◆ **Requirement**: Rewrite everything from the line containing "find steam locomotive" down to the end of the items as a numbered list, leaving out blank lines.

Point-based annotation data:
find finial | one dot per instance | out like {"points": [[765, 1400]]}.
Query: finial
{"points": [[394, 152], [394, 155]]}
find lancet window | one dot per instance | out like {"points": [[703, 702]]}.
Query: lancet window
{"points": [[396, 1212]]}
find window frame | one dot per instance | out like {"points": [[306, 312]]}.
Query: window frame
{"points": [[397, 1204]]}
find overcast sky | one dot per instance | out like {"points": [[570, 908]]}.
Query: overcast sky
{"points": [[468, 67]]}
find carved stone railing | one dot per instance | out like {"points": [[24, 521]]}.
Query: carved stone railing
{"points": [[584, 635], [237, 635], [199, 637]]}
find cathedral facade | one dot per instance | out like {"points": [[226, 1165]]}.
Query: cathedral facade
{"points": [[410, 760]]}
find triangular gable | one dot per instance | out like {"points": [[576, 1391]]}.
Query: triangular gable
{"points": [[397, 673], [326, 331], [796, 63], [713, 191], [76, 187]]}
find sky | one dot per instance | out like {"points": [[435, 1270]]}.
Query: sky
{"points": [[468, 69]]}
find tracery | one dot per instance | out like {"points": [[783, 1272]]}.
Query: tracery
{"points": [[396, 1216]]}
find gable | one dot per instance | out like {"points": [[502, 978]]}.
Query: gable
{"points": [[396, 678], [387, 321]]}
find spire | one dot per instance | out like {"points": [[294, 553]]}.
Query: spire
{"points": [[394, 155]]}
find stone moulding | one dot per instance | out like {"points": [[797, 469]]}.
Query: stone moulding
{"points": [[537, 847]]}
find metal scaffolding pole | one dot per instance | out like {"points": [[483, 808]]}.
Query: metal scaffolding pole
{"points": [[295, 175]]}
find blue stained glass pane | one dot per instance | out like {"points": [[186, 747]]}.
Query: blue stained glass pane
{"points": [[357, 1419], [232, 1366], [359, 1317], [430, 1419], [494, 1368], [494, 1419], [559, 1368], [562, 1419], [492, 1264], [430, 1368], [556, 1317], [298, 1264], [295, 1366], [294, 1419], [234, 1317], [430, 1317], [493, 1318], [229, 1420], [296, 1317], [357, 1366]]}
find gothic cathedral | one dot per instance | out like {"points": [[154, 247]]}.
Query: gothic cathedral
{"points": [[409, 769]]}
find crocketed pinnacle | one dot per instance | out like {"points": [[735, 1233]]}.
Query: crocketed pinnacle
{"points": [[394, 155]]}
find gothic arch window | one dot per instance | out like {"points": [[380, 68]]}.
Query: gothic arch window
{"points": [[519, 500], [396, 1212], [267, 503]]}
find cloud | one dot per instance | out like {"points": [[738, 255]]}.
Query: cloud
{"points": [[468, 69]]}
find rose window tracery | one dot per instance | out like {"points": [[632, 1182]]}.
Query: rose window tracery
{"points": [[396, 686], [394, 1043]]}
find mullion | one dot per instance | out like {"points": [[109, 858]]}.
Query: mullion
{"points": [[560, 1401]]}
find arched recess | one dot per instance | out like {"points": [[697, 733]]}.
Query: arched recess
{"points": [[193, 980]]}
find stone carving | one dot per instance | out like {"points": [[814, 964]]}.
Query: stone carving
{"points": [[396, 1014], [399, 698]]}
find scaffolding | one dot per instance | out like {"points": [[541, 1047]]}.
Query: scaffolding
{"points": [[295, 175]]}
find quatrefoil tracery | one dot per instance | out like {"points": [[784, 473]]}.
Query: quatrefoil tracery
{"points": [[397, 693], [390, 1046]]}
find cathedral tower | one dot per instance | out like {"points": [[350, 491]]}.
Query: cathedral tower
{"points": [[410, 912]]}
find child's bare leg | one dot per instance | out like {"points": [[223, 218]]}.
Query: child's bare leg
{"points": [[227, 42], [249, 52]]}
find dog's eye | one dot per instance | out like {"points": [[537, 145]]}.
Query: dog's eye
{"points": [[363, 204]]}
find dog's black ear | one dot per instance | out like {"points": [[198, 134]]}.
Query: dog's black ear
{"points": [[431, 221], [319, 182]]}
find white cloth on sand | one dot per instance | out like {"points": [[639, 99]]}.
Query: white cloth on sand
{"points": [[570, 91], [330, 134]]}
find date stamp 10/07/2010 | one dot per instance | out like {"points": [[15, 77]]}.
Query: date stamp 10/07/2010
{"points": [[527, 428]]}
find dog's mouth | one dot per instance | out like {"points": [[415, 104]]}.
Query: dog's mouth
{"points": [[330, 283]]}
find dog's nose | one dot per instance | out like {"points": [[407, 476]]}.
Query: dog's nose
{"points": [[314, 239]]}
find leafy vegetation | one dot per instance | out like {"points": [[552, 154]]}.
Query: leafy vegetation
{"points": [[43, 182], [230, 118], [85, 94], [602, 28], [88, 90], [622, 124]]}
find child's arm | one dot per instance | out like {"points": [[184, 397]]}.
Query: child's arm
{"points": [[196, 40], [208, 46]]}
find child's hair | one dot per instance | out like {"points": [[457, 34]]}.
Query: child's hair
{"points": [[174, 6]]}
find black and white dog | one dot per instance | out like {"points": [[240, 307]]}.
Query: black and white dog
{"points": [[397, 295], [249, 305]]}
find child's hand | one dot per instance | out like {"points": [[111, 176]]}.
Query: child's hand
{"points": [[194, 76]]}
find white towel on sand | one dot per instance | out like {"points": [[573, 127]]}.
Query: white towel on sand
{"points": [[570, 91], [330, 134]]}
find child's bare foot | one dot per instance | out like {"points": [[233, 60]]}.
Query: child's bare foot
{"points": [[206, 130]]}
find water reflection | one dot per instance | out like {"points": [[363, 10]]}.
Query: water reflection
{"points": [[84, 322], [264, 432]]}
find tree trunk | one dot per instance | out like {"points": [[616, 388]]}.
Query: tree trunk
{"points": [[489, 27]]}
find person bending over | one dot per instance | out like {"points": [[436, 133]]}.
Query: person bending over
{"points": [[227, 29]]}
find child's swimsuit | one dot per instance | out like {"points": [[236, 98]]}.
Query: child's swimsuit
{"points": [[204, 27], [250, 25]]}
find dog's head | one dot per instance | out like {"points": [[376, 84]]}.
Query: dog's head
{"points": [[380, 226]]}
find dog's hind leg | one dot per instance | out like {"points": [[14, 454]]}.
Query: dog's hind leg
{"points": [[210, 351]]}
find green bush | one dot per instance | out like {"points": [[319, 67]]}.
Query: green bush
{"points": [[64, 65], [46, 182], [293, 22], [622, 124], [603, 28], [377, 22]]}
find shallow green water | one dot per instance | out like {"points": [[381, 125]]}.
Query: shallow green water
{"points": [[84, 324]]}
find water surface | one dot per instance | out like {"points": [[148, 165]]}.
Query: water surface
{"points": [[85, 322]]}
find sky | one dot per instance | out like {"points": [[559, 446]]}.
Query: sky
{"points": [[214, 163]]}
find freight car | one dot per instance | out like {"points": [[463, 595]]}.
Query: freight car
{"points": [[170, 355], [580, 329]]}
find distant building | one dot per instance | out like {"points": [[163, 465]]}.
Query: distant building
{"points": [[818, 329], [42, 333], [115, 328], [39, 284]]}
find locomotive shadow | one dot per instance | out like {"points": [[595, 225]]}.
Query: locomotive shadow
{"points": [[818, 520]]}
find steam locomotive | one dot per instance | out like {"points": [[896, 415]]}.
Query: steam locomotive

◆ **Solved problem**:
1. find steam locomotive | one dot per instance | out like {"points": [[896, 415]]}.
2. Query: steam locomotive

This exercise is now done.